## Exercise instructions
After finding the line with "In this picture, where can the green leaf" in the data below, set down exactly each line through the one with "In this picture, where can the white flower", inclusive, and stop there.

(Dataset items)
━━━━━━━━

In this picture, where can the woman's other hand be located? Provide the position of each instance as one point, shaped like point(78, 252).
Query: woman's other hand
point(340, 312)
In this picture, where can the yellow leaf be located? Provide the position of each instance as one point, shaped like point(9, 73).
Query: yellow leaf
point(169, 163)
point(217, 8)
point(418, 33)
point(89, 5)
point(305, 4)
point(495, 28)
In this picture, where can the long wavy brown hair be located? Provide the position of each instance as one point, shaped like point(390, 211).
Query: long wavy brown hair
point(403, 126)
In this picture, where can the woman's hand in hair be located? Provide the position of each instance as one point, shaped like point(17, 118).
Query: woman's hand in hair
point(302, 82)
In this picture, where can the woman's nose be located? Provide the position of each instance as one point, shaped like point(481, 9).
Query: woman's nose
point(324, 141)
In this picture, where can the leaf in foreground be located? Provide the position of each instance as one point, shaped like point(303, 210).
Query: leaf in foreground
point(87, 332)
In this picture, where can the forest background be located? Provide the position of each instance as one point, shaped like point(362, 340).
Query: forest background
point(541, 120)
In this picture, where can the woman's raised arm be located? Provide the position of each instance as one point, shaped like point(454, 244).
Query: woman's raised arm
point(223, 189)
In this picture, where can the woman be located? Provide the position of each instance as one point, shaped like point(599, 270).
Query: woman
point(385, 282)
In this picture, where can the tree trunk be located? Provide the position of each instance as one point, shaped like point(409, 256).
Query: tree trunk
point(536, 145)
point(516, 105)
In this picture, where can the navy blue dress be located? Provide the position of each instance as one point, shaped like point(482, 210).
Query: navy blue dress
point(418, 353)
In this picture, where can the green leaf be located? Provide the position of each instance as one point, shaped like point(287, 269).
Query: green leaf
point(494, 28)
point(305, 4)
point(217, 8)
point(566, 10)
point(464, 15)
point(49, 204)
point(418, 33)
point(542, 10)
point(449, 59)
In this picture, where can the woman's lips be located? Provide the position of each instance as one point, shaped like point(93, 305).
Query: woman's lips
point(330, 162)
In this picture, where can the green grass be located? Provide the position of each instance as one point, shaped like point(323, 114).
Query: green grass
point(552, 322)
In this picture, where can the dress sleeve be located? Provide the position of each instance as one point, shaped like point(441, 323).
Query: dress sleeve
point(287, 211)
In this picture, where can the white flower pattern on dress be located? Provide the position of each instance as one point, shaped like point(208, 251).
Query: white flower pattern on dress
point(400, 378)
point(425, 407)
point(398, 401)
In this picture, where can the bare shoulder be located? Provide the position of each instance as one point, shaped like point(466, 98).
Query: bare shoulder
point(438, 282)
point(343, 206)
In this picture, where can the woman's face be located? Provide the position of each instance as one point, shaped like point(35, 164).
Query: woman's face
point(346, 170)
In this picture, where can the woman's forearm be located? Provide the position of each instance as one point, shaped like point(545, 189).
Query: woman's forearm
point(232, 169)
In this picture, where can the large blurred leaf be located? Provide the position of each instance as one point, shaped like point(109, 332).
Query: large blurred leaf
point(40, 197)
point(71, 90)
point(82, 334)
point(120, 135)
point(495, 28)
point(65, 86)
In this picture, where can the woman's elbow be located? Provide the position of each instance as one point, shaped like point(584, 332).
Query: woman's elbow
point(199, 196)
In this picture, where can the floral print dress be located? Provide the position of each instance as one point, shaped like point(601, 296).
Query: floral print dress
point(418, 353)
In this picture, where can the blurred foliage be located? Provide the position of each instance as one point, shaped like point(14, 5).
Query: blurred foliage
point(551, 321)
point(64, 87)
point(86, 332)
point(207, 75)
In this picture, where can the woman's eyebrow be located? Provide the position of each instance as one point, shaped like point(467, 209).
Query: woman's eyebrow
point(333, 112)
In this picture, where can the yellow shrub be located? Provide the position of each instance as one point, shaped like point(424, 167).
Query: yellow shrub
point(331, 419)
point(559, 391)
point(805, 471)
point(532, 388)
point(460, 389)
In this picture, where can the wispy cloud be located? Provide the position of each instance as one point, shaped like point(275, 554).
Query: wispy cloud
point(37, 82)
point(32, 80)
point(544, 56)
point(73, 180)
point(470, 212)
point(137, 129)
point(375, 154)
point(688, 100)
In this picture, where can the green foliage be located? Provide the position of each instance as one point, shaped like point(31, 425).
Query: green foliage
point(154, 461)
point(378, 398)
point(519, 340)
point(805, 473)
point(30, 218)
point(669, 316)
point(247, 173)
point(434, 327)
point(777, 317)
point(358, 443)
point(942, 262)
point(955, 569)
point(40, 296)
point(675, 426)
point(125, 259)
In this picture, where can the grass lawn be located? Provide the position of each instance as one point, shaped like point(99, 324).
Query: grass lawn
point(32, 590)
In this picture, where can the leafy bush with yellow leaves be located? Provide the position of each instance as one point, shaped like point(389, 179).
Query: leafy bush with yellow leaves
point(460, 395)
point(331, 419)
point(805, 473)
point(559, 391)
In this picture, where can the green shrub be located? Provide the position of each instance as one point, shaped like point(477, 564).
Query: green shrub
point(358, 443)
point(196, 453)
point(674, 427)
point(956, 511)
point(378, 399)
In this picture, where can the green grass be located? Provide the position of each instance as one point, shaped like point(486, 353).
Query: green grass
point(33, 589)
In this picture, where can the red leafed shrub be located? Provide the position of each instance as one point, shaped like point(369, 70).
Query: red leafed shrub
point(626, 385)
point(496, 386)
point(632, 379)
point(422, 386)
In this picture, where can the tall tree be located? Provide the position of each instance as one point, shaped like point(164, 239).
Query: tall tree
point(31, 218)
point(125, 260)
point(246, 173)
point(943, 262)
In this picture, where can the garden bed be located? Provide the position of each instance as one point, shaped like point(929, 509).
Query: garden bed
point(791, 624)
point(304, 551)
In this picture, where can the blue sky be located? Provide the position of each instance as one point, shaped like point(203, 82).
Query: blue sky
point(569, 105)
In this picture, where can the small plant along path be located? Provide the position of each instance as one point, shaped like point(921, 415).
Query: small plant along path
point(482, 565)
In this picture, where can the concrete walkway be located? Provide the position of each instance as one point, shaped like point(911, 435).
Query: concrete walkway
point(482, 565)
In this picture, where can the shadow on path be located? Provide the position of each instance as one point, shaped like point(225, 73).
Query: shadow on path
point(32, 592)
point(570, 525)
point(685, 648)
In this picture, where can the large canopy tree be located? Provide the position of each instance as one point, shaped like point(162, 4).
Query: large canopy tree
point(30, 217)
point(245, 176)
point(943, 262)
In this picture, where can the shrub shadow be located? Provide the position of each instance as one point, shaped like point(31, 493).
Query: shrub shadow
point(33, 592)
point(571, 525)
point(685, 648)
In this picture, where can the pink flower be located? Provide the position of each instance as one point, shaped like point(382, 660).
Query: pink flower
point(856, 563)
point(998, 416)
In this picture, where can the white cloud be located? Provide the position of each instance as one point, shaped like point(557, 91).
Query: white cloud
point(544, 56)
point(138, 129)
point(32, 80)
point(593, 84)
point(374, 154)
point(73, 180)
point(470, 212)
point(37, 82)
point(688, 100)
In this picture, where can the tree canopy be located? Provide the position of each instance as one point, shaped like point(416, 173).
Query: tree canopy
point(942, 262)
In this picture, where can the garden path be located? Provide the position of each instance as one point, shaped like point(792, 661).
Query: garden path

━━━━━━━━

## Solution
In this picture, where can the green leaf be located? Provide the position of each instance as one point, shaped like point(287, 269).
Query: green leaf
point(494, 28)
point(305, 4)
point(217, 8)
point(566, 10)
point(464, 15)
point(49, 204)
point(418, 33)
point(542, 10)
point(449, 59)
In this picture, where can the woman's lips be located? Provide the position of each instance as one point, shaped like point(93, 305).
Query: woman's lips
point(330, 162)
In this picture, where can the green grass be located? Provide the position of each instance as one point, shaped like point(323, 114).
Query: green grass
point(552, 322)
In this picture, where can the dress sleeve be located? Provide the position of each instance as one point, shaped like point(441, 323).
Query: dress sleeve
point(287, 211)
In this picture, where can the white flower pattern on dress be located? Provide the position of each instance as one point, shaped like point(208, 251).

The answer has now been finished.